### What this exercise asks
a – Could you update the rows starting at the line that contains "# test: point at every instance of the water" and ending at the last of the rows, swapping "marker" for "pin" and leaving everything else unchanged?
b – How would the interview about rap-metal and giving new bands a chance go on after its last line?

### Document passage
I say pay attention to the bands that you don’t get at first, that you might even not like. A lot of my favorite bands I grew up listening to, I probably didn’t like them when I first heard them because it was so new. But when you sit with it and you give it a chance, those are the types of bands that end up becoming your favorite bands, because they are doing something different and they are doing something new. It was just so new to your ear that you couldn’t understand it at first. I tell people, “Keep giving bands a chance, keep giving things a chance.” You see it when someone puts out a song, and you see people commenting right away…just right away. It’s like “I can live with it for a second.”

Yeah, and music needs that. Music needs a little bit of time in your life and you’ve got to live with it. Then when you live with it what ends up happening is like four or five years later you listened to a song and it reminds you of that time in your life. I mean, when I heard Faith No More, nobody had ever heard of them before. I saw them on stage opening up for Metallica in California. They got booed off the stage…this is like back in 1989. Nobody knew who they were, they got booed off the stage and then a year later they were like the biggest band. At that time people didn’t accept rapping with metal. It took at least five or six years later for people to accept bands like Rage Against the Machine.

But in the late ’80s especially, bands were trying [mixing rap and metal], like Anthrax was the first band. They actually had a song called “I’m The Man.” It was like this rap song that they put out and I don’t know if the fans accepted it that well, they had a video for it and everything. Then Faith No More was the next band that I saw do it and that song became a hit eventually, but at first people didn’t take too kindly to it. Then by the time the ’90s built around, Rage Against The Machine was doing their thing and they broke the ice and it became a thing. Then it became the most popular thing for a second…it became like the good thing. Music, it’s interesting like that. Something that may not be great at the moment, 10 years later it becomes a huge thing.

mxdwn: You wrote and played and produced everything on this record. Was it difficult to assume that role rather than on your previous records when you worked with a System of a Down drummer, John Dolmayan, doing all the instruments yourself?

### Material
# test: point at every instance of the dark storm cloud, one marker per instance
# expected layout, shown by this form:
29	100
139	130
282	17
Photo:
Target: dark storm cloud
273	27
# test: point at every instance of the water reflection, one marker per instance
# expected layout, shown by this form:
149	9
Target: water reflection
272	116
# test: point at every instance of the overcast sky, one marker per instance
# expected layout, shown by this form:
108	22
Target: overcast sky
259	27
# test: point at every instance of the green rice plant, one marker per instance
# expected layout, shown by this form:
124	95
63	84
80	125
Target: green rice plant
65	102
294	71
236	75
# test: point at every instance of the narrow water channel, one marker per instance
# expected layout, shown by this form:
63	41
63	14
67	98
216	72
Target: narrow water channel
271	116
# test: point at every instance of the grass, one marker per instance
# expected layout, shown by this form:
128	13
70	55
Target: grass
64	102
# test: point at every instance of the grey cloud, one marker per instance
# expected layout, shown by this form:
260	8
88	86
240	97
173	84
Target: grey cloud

### Exercise responses
a –
# test: point at every instance of the water reflection, one pin per instance
# expected layout, shown by this form:
149	9
Target: water reflection
272	116
# test: point at every instance of the overcast sky, one pin per instance
# expected layout, shown by this form:
108	22
Target: overcast sky
259	27
# test: point at every instance of the green rice plant, one pin per instance
# expected layout, shown by this form:
124	95
63	84
80	125
Target: green rice plant
65	102
294	71
236	75
# test: point at every instance of the narrow water channel, one pin per instance
# expected layout, shown by this form:
63	41
63	14
67	98
216	72
Target: narrow water channel
271	116
# test: point at every instance of the grass, one pin per instance
# expected layout, shown by this form:
128	13
70	55
Target: grass
64	102
# test: point at every instance of the grey cloud, one pin per instance
# expected layout, shown by this form:
260	8
88	86
240	97
173	84
Target: grey cloud

b –
DM: No, in some ways it was easier. It was just different, I can’t say it was difficult. When I write a song and I bring in a song to the band, I usually know what I want the song movement to be like. I usually know what I want, how I want the drums to move and how I want the songs to move. I usually know what the melody lines of the vocals are going to be. Going into it, I knew what the drums were going to be like. I made the album a lot faster than I made it in the other album.

I guess because there weren’t a bunch of musicians that I was showing the parts to it happened quicker. But it’s also different working with a drummer too because sometimes that drummer will add in their own flavors and maybe something I didn’t think of myself. That’s also cool too, so either way, it’s fine. It works fine. I don’t think one way is better than the other, it’s just the way the album…I went into the studio very last minute. I didn’t have a band together at that time, I just wanted to go in and record. I went and got a bunch of a weeks worth of studio time and just really get it myself. It was cool; it was fun to do.

mxdwn: Your father is a well-known artist as well and he did the album art for a couple of SOAD albums and this album. I want to know—does he enjoy your music as far as Scars on Broadway and System of a Down, is he a fan of those bands?

DM: He is. Since I grew up in the house and I was always listening to rock and metal, my parents have grown to try to understand what rock and metal is, you know what I mean? They really get into it actually and I guess, I’m their son and it’s music I’m putting out, so I think my dad kind of…I always, when I go over to my parents’ house, I catch him humming one of the songs. My parents have always supported me, I wouldn’t be where I am right now if it wasn’t for them.

Both my parents are artists. My dad just so happens to do the album covers and stuff, but my mom is an artist too. I’ve been very lucky to have parents who understood my passion and they get into it. For me to have my dad do the album art, it’s a real treat for me because he’s not much of a self-promoter. He just does it, he doesn’t really do shows or anything for his art. For me to get a chance to show people what my dad does and where I came from, that’s pretty much why I am what I am, is because of my parents. Art was always something that was spoken about or being done in the house, whether my dad was painting or my mom was sculpting, and I was playing music, so there was always a lot of creativity and art in the house.

It’s fun for me to show people where I come from, and show my dad’s art. It’s cool because we had a show at The Fonda two weeks ago in Hollywood and fans would have my dad sign their albums. It’s really cool for me to see that. Yeah, it’s really, really fucking cool for me when the fans recognize what he contributed and he gets happy too. He’s a 71-year-old man, and he’s got these kids asking him for his autograph, he gets a kick out of it.

mxdwn: System of a Down always seems to be under a microscope—Meaning anything the four of you do or say is immediately news. How does the band handle the stress of constantly being under that microscope and stay friends?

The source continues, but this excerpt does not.